[Dataset items]

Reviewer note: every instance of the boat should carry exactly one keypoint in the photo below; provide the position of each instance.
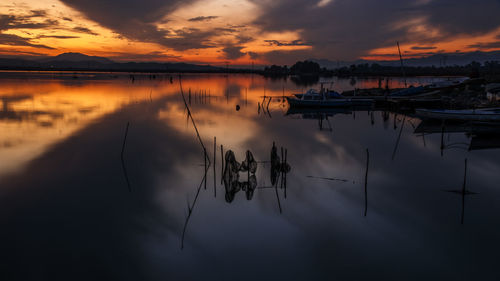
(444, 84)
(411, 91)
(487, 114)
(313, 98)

• WHAT IS NEEDED: Write out the listing above line for line, leaving out the pictures.

• OUTPUT FOR THIS TASK:
Reviewer note: every instance of the boat should carry exactly one keypoint in the photo below; provide the position of each instance.
(444, 84)
(411, 91)
(487, 114)
(313, 98)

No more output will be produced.